◆ **Information supplied**:
= = = = = = =
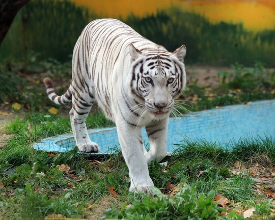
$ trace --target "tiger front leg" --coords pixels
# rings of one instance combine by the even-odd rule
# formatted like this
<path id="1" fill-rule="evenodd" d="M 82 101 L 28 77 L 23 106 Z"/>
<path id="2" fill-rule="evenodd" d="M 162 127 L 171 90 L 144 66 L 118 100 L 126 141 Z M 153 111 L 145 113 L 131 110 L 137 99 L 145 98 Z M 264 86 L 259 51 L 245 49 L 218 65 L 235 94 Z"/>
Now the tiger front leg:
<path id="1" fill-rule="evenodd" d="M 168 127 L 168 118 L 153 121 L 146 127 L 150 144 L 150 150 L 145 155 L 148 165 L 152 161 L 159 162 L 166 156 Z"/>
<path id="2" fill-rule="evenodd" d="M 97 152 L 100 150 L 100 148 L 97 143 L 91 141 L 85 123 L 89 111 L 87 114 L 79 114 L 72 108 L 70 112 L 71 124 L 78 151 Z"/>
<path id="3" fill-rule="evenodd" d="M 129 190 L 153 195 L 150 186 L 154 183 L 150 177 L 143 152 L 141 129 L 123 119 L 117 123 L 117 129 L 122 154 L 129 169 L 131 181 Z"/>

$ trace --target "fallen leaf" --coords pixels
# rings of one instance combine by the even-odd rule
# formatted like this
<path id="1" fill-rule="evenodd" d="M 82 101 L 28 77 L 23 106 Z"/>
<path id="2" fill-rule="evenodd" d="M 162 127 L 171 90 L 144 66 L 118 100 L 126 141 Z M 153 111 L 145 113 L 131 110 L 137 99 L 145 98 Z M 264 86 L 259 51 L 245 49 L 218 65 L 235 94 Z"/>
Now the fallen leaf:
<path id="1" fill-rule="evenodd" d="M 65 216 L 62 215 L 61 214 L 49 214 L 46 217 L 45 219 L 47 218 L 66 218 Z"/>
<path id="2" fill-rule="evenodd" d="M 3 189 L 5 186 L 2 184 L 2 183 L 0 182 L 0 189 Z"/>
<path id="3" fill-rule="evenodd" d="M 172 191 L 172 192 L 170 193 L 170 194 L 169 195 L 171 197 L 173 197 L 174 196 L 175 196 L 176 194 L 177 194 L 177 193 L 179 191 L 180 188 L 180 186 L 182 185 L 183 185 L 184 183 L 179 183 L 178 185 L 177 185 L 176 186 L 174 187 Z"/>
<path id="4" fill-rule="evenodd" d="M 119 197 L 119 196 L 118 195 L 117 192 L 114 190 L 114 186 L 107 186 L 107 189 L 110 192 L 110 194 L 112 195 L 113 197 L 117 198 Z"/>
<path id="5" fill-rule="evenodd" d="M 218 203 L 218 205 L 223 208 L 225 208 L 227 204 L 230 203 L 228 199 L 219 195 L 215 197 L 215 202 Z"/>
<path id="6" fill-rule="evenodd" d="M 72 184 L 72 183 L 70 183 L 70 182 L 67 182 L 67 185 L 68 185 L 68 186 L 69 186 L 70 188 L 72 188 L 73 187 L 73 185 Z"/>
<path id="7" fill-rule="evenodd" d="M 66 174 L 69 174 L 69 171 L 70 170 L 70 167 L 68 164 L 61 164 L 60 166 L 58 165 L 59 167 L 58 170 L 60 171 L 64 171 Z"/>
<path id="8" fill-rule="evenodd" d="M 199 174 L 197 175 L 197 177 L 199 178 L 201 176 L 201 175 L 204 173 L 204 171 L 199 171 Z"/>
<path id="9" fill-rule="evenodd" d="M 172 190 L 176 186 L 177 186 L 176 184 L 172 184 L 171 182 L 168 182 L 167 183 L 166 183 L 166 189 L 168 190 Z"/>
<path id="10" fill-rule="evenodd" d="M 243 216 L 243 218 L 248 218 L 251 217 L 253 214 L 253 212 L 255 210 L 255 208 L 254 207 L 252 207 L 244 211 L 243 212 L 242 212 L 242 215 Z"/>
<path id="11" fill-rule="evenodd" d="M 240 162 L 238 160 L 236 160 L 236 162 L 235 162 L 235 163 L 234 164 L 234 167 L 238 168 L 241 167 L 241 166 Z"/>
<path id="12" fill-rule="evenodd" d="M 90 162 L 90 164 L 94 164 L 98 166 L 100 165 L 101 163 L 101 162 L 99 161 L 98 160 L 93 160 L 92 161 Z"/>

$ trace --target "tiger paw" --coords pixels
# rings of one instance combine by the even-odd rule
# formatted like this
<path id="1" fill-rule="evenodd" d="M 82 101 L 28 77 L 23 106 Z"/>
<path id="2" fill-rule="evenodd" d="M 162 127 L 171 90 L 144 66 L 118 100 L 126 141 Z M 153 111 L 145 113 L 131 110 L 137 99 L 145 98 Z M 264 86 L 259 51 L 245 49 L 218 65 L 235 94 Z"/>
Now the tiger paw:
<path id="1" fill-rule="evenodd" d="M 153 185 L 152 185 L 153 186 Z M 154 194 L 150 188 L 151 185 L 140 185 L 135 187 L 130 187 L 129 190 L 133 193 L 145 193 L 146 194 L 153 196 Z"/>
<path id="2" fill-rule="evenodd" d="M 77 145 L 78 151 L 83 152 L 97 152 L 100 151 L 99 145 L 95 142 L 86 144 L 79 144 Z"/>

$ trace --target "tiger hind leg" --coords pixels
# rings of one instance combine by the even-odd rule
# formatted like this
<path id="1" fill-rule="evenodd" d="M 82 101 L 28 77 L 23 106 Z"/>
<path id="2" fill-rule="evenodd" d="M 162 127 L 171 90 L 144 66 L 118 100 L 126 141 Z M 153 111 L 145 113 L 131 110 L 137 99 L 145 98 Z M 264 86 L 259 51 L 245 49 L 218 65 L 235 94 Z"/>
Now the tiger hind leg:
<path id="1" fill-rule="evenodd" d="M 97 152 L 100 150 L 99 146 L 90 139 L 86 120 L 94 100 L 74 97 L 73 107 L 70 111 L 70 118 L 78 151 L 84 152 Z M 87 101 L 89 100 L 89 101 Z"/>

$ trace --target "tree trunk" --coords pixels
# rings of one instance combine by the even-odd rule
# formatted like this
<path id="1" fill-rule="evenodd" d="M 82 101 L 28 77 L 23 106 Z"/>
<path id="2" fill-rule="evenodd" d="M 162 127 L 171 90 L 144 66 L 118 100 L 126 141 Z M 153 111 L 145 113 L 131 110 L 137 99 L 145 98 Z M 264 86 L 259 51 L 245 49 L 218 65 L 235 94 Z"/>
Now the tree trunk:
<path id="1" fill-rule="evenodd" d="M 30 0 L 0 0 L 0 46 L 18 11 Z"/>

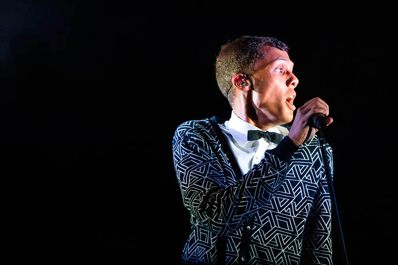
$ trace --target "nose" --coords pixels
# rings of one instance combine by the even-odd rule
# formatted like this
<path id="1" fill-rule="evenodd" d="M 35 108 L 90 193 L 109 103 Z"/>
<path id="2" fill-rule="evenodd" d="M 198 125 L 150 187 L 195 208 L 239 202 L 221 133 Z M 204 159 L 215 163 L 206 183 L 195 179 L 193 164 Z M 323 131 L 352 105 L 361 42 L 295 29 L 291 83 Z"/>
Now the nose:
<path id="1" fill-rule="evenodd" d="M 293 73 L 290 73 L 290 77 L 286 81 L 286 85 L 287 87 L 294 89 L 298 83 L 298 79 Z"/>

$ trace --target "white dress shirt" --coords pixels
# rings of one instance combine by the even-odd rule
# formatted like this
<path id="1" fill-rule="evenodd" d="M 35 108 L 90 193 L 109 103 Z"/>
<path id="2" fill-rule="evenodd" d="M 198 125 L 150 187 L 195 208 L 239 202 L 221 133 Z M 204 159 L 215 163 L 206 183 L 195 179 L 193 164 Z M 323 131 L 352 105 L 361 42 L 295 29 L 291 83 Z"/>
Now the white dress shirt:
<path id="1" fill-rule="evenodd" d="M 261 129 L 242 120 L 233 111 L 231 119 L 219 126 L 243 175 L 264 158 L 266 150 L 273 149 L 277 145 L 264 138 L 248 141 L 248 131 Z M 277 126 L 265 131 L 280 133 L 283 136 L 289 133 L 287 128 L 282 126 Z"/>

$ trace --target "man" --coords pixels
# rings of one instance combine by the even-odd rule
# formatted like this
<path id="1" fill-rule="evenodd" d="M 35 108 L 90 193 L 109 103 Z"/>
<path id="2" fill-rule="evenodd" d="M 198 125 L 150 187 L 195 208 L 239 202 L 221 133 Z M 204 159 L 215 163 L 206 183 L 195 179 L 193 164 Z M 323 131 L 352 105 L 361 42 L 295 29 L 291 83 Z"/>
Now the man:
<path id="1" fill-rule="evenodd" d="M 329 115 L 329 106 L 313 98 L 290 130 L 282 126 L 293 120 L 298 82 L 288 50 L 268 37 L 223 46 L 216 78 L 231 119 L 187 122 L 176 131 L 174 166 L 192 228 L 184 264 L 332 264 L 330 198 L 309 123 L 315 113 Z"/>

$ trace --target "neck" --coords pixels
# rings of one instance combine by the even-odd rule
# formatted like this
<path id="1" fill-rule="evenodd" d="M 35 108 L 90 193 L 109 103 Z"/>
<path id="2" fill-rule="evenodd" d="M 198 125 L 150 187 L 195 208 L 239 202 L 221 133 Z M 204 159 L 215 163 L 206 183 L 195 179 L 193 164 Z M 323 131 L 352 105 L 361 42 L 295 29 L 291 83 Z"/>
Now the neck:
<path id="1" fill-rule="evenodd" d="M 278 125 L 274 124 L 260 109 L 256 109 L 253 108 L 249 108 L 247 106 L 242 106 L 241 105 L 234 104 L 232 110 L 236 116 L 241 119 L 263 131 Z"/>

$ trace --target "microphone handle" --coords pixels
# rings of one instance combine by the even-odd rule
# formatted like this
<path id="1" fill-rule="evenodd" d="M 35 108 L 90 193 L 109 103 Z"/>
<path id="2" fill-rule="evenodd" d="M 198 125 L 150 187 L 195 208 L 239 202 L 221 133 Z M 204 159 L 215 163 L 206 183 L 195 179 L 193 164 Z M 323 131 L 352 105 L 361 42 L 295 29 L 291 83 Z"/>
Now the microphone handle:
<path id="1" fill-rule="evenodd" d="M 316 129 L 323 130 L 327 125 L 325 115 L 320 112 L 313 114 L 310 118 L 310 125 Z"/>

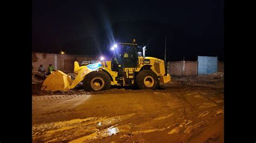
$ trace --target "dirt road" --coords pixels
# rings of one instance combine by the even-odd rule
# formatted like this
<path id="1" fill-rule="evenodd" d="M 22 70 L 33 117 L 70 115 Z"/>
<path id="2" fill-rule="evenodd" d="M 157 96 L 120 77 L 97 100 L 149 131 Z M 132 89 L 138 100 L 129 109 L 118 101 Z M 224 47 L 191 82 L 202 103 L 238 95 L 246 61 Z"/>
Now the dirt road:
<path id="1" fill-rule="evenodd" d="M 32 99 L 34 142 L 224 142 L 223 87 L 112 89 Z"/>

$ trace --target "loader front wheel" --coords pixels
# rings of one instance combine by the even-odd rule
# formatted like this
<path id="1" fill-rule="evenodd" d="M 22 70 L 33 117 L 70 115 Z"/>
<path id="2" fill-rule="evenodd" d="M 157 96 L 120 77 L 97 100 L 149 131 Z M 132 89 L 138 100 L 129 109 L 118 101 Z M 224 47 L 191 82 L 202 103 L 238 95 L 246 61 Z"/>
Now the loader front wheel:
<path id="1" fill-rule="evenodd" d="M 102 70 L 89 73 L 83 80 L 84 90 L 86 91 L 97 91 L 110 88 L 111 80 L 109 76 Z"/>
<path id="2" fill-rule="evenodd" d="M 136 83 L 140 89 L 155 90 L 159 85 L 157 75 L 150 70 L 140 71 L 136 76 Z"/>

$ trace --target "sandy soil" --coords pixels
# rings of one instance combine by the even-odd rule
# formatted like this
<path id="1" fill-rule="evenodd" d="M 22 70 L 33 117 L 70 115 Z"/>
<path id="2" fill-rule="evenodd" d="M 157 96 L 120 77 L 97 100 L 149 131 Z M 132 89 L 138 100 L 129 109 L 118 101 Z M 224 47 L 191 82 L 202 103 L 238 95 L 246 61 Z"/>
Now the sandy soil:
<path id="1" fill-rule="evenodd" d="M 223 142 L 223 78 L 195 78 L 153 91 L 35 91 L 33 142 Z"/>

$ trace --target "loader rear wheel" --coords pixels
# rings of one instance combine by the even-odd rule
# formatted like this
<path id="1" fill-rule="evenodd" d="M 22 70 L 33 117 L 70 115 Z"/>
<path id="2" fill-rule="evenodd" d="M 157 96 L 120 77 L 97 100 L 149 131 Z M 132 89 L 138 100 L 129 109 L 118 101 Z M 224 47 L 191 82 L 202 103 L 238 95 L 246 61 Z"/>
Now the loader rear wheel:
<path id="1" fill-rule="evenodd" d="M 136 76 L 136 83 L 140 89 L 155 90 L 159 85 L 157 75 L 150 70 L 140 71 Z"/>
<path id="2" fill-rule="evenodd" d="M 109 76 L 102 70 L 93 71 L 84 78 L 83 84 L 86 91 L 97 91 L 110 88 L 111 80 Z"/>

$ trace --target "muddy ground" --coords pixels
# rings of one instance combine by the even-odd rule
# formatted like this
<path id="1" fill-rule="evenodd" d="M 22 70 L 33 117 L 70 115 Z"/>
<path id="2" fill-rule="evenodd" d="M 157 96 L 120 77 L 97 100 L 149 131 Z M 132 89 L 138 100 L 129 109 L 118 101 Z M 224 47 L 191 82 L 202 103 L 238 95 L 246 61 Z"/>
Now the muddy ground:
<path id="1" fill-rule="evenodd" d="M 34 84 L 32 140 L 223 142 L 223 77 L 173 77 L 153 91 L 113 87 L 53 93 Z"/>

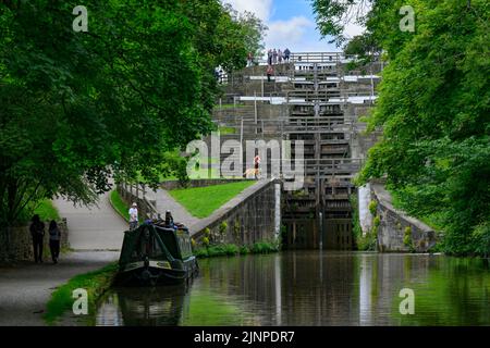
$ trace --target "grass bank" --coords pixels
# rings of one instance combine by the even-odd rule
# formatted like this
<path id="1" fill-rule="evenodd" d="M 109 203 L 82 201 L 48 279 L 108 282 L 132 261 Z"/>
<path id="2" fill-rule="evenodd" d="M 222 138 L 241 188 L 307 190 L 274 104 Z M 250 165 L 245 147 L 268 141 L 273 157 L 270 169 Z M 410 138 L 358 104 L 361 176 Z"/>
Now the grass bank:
= = = = = = =
◆ **Short exercise**: Rewrite the rows from the start through the line containing "129 190 L 153" as a numbered list, skipping blank lines. Leave the pictures out.

◆ **Finished answer**:
1. $ trace --target "tiger front leg" --coords pixels
2. # rings of one instance combine by the even-odd rule
3. # formatted like this
4. <path id="1" fill-rule="evenodd" d="M 82 101 L 28 77 L 23 106 Z"/>
5. <path id="2" fill-rule="evenodd" d="M 162 127 L 171 90 L 144 66 L 118 100 L 126 141 Z M 153 111 L 145 113 L 131 110 L 137 99 L 145 98 Z M 264 86 L 259 51 L 245 49 L 218 65 L 235 94 Z"/>
6. Now the tiger front leg:
7. <path id="1" fill-rule="evenodd" d="M 168 127 L 168 118 L 153 121 L 146 127 L 150 144 L 150 150 L 145 155 L 148 165 L 152 161 L 159 162 L 166 156 Z"/>
8. <path id="2" fill-rule="evenodd" d="M 97 152 L 100 150 L 100 148 L 97 143 L 91 141 L 85 123 L 89 111 L 87 114 L 79 114 L 72 108 L 70 112 L 71 124 L 78 151 Z"/>
9. <path id="3" fill-rule="evenodd" d="M 129 190 L 153 195 L 150 186 L 154 183 L 150 177 L 143 152 L 141 129 L 123 119 L 117 123 L 117 129 L 122 154 L 129 169 L 131 181 Z"/>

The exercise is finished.